[Natural language region descriptions]
[Start of Attachment]

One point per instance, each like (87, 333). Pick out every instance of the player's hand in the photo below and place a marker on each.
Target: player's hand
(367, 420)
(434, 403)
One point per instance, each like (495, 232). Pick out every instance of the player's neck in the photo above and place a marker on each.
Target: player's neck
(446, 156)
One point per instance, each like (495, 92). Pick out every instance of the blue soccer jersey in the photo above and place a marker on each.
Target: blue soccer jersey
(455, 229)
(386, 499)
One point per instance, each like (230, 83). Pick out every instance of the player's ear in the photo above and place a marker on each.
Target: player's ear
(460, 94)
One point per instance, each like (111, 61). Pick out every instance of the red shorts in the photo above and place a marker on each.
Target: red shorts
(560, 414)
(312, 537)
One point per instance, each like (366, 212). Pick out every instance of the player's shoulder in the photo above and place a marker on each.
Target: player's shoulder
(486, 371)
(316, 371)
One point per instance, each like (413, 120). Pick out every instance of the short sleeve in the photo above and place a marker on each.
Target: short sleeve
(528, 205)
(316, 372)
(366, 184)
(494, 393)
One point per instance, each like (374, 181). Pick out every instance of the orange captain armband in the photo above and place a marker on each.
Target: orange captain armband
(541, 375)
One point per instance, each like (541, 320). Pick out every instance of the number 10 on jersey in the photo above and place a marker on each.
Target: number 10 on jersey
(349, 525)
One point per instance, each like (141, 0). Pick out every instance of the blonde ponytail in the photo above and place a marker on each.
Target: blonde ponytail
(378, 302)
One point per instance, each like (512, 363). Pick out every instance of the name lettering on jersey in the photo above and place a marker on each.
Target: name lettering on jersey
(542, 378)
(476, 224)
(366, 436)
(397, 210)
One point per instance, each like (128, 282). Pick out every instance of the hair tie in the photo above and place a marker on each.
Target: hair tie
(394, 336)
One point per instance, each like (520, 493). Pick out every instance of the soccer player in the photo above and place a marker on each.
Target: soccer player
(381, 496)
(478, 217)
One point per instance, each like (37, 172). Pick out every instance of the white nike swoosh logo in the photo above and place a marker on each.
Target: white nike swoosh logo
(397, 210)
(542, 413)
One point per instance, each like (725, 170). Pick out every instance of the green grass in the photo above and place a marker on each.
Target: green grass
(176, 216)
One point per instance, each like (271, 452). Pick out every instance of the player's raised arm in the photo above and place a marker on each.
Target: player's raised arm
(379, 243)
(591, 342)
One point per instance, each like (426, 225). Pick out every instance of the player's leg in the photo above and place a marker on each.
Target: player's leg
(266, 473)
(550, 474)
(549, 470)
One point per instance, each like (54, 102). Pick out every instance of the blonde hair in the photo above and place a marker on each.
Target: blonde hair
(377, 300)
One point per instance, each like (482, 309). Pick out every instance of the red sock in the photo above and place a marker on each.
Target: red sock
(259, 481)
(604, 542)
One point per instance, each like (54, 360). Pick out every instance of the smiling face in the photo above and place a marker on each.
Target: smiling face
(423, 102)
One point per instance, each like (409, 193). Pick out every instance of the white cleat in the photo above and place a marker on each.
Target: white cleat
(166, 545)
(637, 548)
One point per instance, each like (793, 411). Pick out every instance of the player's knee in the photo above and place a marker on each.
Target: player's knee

[End of Attachment]

Required work> Reproduce every record in full, keeping each one exactly as it reads.

Answer below>
One point per instance, each like (87, 333). Pick out every instance of the player's hand in the photo below and place a marker on each.
Target: player's hand
(367, 420)
(434, 403)
One point per instance, each like (495, 232). Pick out every instance of the player's neck in the photo above and place a marker on each.
Target: player's neck
(446, 156)
One point per instance, each like (495, 92). Pick out every instance of the blue soccer jersey in the photo above and place a marker on each.
Target: blue soccer jersey
(455, 229)
(386, 499)
One point per instance, each like (230, 83). Pick out every instance of the player's ear in the photo above and place a marker on each.
Target: player's ear
(460, 94)
One point per instance, each like (111, 61). Pick out every instance of the red shorts in the photo above and place a marker on each.
Target: red shorts
(560, 414)
(312, 537)
One point per instance, each like (366, 212). Pick out every instance of the player's shoulder in the photo above and place a marker on each.
Target: player's shoulder
(486, 371)
(316, 371)
One point per instance, each like (413, 120). Pick out every instance of the short sleeve in the photo above and place a marker on each.
Target: short sleeve
(528, 205)
(316, 372)
(366, 184)
(494, 393)
One point per instance, each like (374, 181). Pick out every instance of the orange captain armband in the photo above and place a marker on each.
Target: orange captain armband
(541, 375)
One point per instance, each like (541, 320). Pick out every instance of the number 10 on jersey in the photo above and place a marker on each.
Target: number 10 on jersey
(349, 525)
One point per instance, each like (141, 0). Pick out every instance of the blonde ponytail in the photo above and place a marker on each.
Target: blonde ponytail
(378, 302)
One point per instance, each like (512, 363). Pick out every instance of the name lettering on jersey in the photo above and place a marker on each.
Target: name lettering on jersey
(542, 378)
(476, 224)
(366, 436)
(397, 210)
One point per instance, each like (128, 282). Pick out every instance of the hair tie in the photo above and place a marker on each.
Target: hair tie
(394, 336)
One point per instance, each like (520, 493). Pick out every instance of the soccer player in the photo above and place a marker on each.
Target: soccer player
(381, 496)
(478, 217)
One point per instance, each like (37, 172). Pick out every instance of the white nike swoosh logo in the photo above and place a marker on each.
Target: white nike swoosh logo
(397, 210)
(542, 413)
One point per instance, each like (725, 170). Pick out every instance of the green grass in the photo above and place a marker on each.
Target: green grass
(176, 216)
One point per instance, each like (271, 452). Pick out every instance of the player's raised arm in the photo above and place a marker on each.
Target: player's raised arm
(379, 243)
(591, 342)
One point per instance, each like (426, 225). Pick out every instance of the player's leg in the photo above and place a marker on each.
Target: player's leg
(266, 473)
(550, 474)
(549, 470)
One point per instance, each like (54, 102). Pick out every instance of the blonde hair in the photo above and place a marker on each.
Target: blonde hair
(377, 300)
One point per instance, each like (482, 309). Pick out every instance of the red sock in the photo above and place a marker on each.
Target: red sock
(259, 481)
(604, 542)
One point per instance, each like (54, 360). Pick out every instance of the smiling face in the photo above and place a marker on each.
Target: smiling face
(423, 102)
One point per instance, each like (409, 193). Pick out every instance of the white cleat in the photo above and place a marker on each.
Target: white cleat
(166, 545)
(637, 548)
One point per instance, each like (793, 411). Pick out every instance of the player's knee in the photo above and place a marker on each.
Target: player's knee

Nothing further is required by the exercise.